● **Passage provided**:

■ ■ ■ ■ ■

Who knew collegehumor.com was doing such quality videos? While it doesn’t have the originality of Doctor Horrible, this retelling of the Tony-Maria love story still impresses with its production values and its spot-on parody lyrics. A sample: (to the tune of “Maria” naturally) “Pandora/ Type it in and there’s music playing/ Watch the ads and and it’s almost like paying.”
June 30, 2009
June 26, 2009
Going balmy on February 16, 1998…
Dear Breakup Girl,
I dated this guy over the summer and fell in love with him. He was real nice, sweet, and caring and I didn’t think I would lose him, but I did. Ever since then I’ve felt empty and just use guys as some kind of toy to play with. I know I’ve hurt a couple of people and I feel bad about it, but I can’t help it. I still love that guy but I don’t know if he still likes me, should I keep chasing him or should I stop. And how do I quit treating guys like a toy to play with?
If there were such a thing as Breakup Girl Laboratories, they would be hard at work on the Boyfriend Patch. Available in fashion colors and Hello, Kitty designs, the Patch would, in the absence of an actual or particular pined-after boyfriend, provide the fix-of-the-quickie that we so often crave.
In the meantime, though, I will tell you that toy-boys are much like Carmex lip balm and the alleged conspiracy behind it. The idea being that your lips are chapped, you apply Carmex, they feel better momentarily… but… “Mulder, are you suggesting that Carmex itself actually makes your lips feel chapped again.?
You see where Breakup Girl is going with this. You feel empty, you mess around, you feel better momentarily … but … the fling itself actually makes you feel emptier. It serves not as a statsfying replacement for your summer Mulder, but as an acute reminder that you don’t have him.
June 25, 2009
Nice eulogy here.
…Certainly she embodied, in her rather brief career, many fairly significant shifts in how women were viewed, on television and in the culture, something I can’t imagine any of us expected as we gazed through the dim choking haze of adolescence at that mane of golden hair and perfect smile and wondered why the gods were so arbitrary with their gifts.
If nothing else, Farrah Fawcett proved something that should make life a little easier for the rest of us: You don’t have to have a huge body of work to make a pretty big imprint. Though a great smile certainly helps.
Craving a post-breakup chalupa — and feeling crafty — but not ready to leave the crib? Fire up your DeskJet for the perfect print-n-fold combo plate!
June 24, 2009
From I09: “…If this means that we’re in for fast-paced, witty banter between two leads obviously meant for each other…then I am entirely on board for [SyFy’s Warehouse 13.]”
(For us New Yorkers, though, anything with a warehouse that big? Storage porn.)
June 23, 2009
OK, so maybe it’s not exactly revenge to read that muscular men have more sexual partners and tend to lose their virginity at an earlier age than untoned dudes. But payback time’s a comin’: turns out skinny guys actually live longer. Ain’t no party like a retirement-home party!
According to a recent evolutionary psychology study from the University of Pittsburgh, “The beefier the man… the more sexual partners he had. [But] compared to skinnies…muscular men also tended to producer fewer infection-fighting white blood cells and less of an important immune molecule.” Point, emo dudes.

■ ■ ■ ■ ■

● **Instructions for the task**:
Render this sentence from the blog page in Spanish: "If nothing else, Farrah Fawcett proved something that should make life a little easier for the rest of us: You don't have to have a huge body of work to make a pretty big imprint." The rows have nothing to do with the blog page.

■ ■ ■ ■ ■

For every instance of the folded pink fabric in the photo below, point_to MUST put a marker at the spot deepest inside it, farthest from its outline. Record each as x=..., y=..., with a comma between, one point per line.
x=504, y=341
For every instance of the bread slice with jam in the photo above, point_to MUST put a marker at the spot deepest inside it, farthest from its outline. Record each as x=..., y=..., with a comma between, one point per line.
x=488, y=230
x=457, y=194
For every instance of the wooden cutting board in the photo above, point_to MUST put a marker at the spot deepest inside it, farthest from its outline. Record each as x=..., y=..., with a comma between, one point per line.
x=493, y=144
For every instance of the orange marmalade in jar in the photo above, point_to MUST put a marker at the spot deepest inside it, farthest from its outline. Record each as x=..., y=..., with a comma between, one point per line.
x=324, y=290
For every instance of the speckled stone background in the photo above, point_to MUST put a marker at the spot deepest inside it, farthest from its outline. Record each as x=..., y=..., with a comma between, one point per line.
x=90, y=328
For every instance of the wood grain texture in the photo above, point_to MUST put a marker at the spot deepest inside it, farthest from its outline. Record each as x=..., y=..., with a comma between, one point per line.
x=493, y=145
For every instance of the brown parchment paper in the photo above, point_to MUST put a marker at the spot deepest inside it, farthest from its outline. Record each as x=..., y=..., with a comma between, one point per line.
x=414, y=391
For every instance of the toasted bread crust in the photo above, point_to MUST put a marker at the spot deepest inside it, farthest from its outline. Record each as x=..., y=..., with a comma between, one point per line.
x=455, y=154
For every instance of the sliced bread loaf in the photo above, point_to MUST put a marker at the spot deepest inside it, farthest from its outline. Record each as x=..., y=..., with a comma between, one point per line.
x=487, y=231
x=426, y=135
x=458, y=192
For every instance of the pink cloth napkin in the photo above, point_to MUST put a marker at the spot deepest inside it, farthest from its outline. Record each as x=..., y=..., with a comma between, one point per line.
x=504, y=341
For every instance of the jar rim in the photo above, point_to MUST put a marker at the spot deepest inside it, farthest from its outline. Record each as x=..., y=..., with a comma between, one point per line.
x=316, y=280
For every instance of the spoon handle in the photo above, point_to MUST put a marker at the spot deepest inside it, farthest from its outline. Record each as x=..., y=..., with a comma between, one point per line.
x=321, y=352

■ ■ ■ ■ ■

● **Final answer**:
Por lo menos, Farrah Fawcett demostró algo que debería hacer la vida un poco más fácil al resto de nosotros: no hace falta tener una obra enorme para dejar una huella bastante grande.